Single by Rebecca Ferguson

from the album Heaven
- B-side: "On & On"
- Released: 2 March 2012
- Recorded: 2011
- Genre: Pop, R&B
- Length: 3:44
- Label: Syco, RCA Records
- Songwriter(s): Rebecca Ferguson, Eg White
- Producer(s): Eg White, Mike Spencer (single version)

Rebecca Ferguson singles chronology
| "Nothing's Real but Love" (2011) | "Too Good to Lose" (2012) | "Glitter & Gold" (2012) |

= Too Good to Lose =

"Too Good to Lose" is a song by British singer songwriter Rebecca Ferguson. The song serves as the second single from the debut studio album, Heaven, and was released in the United Kingdom on 2 March 2012. "On & On" was confirmed as the single's official B-side on Ferguson's website on 1 February. "On & On" is a cover of a song by the band Longpigs that originally appeared on their album The Sun Is Often Out.

== Background ==
The song is about Ferguson's relationship with a boyfriend, and says that signs of breaking up aren't as they seem. In the song she says "Hey I lost my phone/Maybe you called and I didn't pick up/And if you wondered that's all it means". Ferguson also says she would give up all the good things in the world just to be with the boy she loves, because he is "Too Good to Lose".

==Music video==
A music video to accompany the release of "Too Good to Lose" was first released onto Ferguson's Vevo on 1 February 2012 at a total length of three minutes and thirty-one seconds. The video shows Ferguson strolling along Venice Beach, California wearing a red dress and features many bright and unique characters which implies all that is good cannot be lost.

» GIVEN DATA:
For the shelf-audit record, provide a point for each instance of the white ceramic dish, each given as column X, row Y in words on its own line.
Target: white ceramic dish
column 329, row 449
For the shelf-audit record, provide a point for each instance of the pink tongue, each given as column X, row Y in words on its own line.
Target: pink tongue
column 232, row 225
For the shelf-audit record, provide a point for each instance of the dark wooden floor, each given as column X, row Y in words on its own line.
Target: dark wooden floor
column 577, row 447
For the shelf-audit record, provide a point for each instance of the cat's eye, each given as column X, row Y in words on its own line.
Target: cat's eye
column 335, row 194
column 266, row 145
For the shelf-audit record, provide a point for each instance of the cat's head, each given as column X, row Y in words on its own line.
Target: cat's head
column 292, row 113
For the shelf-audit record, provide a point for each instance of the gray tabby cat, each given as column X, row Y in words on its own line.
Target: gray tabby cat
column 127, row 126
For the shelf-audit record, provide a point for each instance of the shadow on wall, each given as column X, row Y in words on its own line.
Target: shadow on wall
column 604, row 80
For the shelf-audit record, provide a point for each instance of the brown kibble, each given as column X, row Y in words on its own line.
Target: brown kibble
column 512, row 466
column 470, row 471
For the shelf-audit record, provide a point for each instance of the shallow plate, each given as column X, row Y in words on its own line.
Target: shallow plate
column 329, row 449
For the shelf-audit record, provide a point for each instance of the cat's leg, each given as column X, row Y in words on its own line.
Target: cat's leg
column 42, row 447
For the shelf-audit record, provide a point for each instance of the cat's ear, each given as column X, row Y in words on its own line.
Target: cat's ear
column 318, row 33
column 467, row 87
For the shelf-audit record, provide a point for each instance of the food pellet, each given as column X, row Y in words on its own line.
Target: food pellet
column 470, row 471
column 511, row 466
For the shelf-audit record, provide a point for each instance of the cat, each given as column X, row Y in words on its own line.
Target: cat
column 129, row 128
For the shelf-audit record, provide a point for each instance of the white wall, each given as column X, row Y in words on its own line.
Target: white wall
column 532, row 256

» TASKS:
1) In the entries, copy out the lines from the one with "of the dark" up to and including the one with "column 266, row 145", character for character.
2) Pick up the article about the song "Too Good to Lose" right after its last sentence and keep writing it.
The article about the song "Too Good to Lose" and the entries have nothing to do with each other.

» RESULTS FOR EACH TASK:
1)
For the shelf-audit record, provide a point for each instance of the dark wooden floor, each given as column X, row Y in words on its own line.
Target: dark wooden floor
column 577, row 447
For the shelf-audit record, provide a point for each instance of the cat's eye, each given as column X, row Y in words on its own line.
Target: cat's eye
column 335, row 194
column 266, row 145

2)
==Critical reception==
Robert Copsey of Digital Spy gave the song a positive review, stating:

"Maybe you called and I didn't pick up/ And if you wondered that's all it means," she assures in her peppery tones over a soul-tinged piano riff. Her smitten-but-still-independent stance makes for a wonderfully refreshing change from the 'til death do us part norm, especially when it comes sans in-yer-face finger snapping. Just effortless sass and sophistication.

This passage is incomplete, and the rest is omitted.